## REQUIREMENTS:
Pull out each line of the material below that contains the string "water", and copy those lines in order.

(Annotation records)
┌────────

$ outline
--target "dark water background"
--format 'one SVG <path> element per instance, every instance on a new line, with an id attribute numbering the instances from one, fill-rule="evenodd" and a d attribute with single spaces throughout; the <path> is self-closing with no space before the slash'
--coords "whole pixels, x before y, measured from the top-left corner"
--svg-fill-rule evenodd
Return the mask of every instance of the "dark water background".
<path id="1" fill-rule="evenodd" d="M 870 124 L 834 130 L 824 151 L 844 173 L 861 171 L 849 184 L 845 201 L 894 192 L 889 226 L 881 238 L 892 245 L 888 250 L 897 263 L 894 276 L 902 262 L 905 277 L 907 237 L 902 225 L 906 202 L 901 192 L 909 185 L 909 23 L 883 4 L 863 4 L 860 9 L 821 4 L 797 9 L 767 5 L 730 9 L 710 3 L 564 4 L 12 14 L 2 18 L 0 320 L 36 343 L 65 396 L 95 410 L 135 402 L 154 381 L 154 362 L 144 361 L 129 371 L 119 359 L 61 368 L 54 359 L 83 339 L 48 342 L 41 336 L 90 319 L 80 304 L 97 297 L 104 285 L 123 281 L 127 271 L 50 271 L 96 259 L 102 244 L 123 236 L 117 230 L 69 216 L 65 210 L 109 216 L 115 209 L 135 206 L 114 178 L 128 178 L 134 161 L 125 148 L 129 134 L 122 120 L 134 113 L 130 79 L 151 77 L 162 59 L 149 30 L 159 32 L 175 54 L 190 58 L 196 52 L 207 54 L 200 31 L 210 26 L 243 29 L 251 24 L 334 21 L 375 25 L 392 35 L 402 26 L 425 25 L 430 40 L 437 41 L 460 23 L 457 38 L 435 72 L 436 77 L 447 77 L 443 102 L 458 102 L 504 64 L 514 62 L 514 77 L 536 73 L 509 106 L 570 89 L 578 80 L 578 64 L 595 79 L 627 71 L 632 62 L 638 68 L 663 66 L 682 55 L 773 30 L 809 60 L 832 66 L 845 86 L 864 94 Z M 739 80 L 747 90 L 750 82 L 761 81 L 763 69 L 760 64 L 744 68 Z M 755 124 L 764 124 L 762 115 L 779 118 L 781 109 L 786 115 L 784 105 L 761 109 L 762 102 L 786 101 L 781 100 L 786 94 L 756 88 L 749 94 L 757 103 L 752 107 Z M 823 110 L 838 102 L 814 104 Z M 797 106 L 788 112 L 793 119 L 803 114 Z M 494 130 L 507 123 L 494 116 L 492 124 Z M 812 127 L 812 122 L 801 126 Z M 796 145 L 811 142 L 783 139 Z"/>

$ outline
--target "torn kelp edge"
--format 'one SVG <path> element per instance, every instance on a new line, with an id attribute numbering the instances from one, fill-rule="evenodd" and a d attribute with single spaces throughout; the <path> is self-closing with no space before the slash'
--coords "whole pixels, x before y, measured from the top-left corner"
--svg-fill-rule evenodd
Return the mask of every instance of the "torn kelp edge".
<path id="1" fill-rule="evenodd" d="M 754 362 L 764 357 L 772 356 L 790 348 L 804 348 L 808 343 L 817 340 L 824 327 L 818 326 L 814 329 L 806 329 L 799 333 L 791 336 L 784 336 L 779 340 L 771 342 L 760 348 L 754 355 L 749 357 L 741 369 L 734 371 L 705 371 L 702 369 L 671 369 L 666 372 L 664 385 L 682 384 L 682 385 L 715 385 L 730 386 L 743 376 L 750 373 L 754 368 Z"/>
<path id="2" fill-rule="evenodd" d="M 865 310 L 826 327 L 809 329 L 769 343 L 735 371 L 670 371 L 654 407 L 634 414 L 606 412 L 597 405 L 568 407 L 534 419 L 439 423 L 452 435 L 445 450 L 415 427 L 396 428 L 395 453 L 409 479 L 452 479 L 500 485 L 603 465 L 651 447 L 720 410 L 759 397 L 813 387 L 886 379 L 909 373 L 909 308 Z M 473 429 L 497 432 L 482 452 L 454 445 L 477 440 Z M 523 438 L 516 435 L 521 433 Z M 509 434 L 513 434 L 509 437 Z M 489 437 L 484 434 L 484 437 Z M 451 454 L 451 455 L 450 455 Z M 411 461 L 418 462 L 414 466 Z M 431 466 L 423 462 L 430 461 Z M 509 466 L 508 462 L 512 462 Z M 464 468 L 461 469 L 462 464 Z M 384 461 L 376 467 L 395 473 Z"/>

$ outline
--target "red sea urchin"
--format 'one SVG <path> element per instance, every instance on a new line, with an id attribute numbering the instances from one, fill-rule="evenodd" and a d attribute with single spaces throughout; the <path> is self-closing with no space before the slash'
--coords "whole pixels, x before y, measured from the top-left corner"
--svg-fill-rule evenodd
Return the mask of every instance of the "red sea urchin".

└────────
┌────────

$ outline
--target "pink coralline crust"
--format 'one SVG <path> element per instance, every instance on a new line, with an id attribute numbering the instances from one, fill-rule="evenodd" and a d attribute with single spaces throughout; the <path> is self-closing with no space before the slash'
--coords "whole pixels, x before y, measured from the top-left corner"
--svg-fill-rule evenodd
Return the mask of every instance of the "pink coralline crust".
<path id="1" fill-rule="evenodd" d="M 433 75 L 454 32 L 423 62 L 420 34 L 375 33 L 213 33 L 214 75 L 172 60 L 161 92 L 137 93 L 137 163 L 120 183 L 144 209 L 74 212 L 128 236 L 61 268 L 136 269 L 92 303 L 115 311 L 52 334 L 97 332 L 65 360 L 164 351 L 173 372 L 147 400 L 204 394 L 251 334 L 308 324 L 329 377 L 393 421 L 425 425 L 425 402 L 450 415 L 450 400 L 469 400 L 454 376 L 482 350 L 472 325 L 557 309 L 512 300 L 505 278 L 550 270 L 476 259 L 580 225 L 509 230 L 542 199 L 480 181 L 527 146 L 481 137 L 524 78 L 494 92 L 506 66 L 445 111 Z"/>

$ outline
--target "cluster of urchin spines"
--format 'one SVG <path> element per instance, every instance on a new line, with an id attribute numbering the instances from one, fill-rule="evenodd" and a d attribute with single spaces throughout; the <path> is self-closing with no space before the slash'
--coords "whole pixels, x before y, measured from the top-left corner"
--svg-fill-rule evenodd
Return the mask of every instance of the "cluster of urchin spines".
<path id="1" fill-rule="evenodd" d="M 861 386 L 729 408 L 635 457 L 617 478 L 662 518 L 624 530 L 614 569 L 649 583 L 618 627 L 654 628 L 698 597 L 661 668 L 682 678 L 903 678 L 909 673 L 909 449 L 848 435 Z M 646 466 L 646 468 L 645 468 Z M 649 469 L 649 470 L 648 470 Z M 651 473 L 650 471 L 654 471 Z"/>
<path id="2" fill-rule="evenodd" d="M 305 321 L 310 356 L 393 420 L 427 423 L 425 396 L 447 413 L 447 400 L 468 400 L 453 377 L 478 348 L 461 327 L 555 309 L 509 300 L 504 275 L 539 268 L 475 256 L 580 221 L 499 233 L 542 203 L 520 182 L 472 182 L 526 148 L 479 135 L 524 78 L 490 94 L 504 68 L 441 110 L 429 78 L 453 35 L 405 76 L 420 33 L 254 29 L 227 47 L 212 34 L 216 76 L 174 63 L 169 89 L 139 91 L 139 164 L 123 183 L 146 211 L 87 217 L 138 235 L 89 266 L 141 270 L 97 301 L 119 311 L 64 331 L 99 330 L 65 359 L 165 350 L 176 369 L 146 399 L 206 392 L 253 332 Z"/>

└────────
┌────────

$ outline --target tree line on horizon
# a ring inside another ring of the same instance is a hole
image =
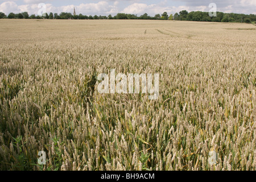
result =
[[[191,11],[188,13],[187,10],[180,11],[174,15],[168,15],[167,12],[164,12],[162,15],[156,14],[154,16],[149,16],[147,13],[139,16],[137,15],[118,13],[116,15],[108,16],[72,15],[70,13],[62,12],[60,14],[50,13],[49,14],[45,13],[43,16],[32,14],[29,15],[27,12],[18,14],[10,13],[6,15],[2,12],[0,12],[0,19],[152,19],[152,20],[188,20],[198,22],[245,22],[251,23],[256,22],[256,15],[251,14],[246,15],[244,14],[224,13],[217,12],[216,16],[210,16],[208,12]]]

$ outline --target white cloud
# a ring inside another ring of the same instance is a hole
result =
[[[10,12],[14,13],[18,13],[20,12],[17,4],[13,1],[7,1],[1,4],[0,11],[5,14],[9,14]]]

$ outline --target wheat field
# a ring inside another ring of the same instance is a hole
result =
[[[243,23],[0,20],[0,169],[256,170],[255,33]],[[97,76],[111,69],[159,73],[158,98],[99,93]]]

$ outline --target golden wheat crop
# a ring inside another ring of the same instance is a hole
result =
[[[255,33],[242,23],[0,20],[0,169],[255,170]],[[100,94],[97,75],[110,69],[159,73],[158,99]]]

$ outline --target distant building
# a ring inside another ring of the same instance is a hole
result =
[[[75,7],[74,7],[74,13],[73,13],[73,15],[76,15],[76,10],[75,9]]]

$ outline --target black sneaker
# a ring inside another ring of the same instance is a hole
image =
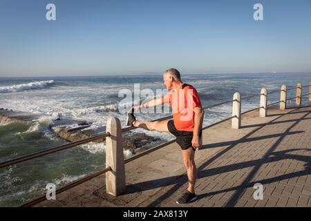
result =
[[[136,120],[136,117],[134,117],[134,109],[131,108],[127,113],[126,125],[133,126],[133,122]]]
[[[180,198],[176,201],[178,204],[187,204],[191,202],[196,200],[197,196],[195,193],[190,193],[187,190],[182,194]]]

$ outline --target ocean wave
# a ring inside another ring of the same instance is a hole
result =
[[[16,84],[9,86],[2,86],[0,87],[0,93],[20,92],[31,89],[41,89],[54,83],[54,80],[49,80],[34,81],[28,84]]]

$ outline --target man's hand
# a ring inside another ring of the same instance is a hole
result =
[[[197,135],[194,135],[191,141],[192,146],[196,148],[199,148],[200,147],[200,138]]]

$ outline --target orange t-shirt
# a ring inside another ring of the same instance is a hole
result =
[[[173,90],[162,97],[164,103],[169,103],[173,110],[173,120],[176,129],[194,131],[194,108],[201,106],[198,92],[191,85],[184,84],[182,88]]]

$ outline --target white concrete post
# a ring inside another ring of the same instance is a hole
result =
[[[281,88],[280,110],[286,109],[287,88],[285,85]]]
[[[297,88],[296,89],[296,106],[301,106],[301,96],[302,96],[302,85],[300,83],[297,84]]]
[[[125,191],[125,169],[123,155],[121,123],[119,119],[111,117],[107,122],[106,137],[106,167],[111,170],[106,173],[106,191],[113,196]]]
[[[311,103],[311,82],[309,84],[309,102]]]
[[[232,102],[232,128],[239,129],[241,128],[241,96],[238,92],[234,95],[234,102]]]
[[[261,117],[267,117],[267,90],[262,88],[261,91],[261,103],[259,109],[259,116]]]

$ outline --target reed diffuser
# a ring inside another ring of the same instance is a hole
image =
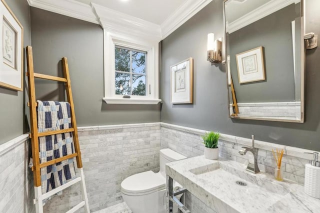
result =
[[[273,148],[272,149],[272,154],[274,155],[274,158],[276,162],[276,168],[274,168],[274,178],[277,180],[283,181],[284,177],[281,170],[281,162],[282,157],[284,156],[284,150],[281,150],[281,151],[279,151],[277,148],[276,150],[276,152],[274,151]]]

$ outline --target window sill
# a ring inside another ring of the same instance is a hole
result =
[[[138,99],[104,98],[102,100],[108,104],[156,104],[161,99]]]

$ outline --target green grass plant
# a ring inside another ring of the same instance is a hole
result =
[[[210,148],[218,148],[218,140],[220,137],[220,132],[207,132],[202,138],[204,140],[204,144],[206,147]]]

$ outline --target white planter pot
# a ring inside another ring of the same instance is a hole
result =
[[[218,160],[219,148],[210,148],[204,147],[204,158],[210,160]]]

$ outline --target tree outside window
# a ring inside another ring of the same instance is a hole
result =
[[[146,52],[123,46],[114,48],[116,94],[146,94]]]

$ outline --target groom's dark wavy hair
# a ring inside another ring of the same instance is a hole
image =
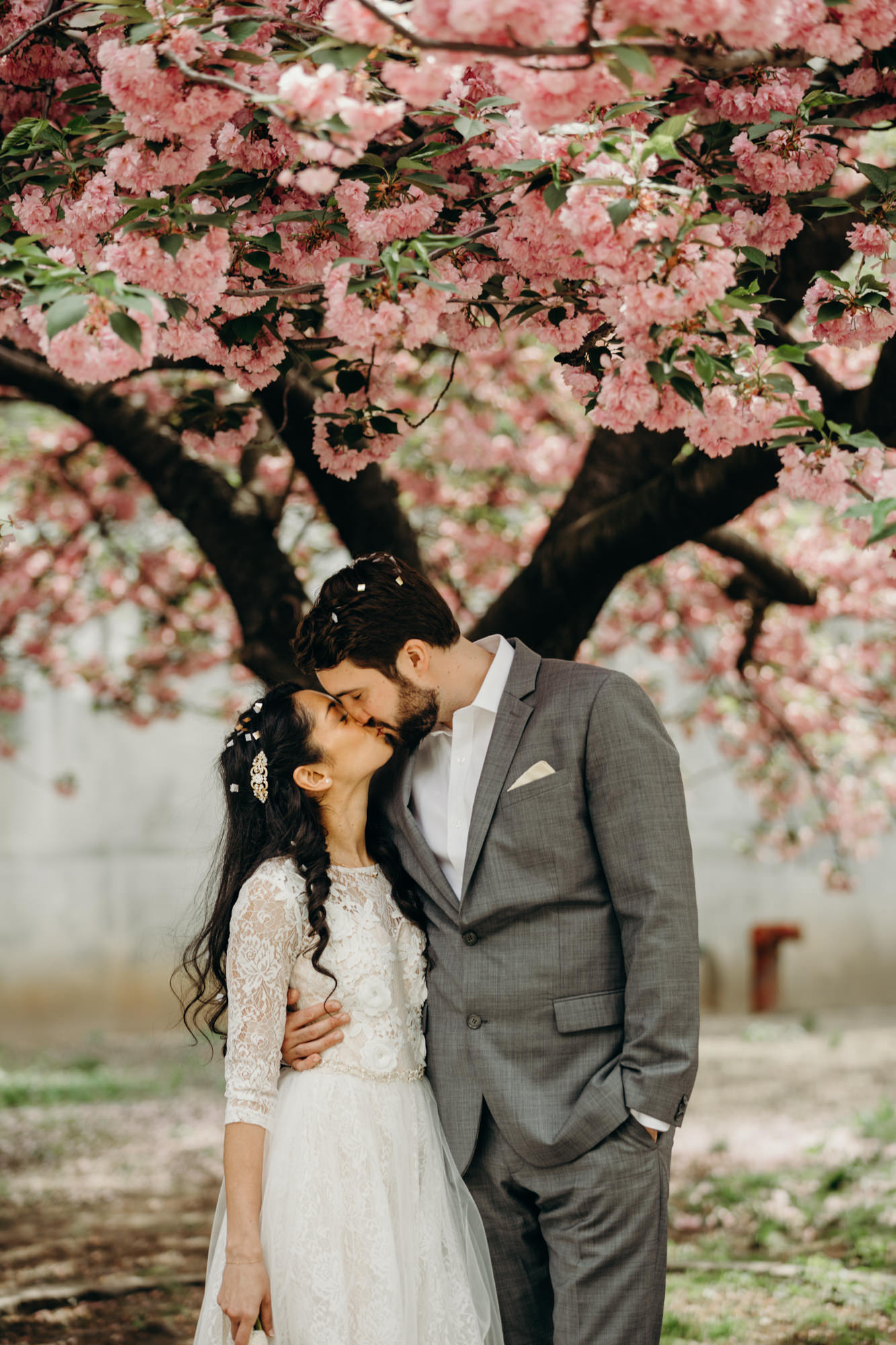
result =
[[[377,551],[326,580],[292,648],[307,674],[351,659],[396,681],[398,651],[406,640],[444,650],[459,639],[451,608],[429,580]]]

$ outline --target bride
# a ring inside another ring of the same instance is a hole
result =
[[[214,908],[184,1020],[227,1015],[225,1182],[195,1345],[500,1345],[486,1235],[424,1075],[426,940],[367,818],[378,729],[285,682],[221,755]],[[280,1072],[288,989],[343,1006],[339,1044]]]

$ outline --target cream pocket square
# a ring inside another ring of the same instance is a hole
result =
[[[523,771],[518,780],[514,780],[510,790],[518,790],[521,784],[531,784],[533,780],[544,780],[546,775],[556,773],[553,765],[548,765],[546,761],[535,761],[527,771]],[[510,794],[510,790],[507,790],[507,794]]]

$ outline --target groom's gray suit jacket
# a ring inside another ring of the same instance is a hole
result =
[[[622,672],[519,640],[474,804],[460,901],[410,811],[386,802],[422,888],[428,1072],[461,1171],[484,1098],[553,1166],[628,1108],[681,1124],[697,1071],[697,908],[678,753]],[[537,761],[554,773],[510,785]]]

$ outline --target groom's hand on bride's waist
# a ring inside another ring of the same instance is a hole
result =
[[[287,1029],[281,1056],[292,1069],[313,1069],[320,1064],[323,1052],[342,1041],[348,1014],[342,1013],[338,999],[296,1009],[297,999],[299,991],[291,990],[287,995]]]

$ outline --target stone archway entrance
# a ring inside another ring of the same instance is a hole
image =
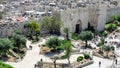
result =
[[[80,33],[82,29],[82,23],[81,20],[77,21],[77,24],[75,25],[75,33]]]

└────────

## RESPONSE TO THIS EXERCISE:
--target "dark water background"
Return the mask of every instance of the "dark water background".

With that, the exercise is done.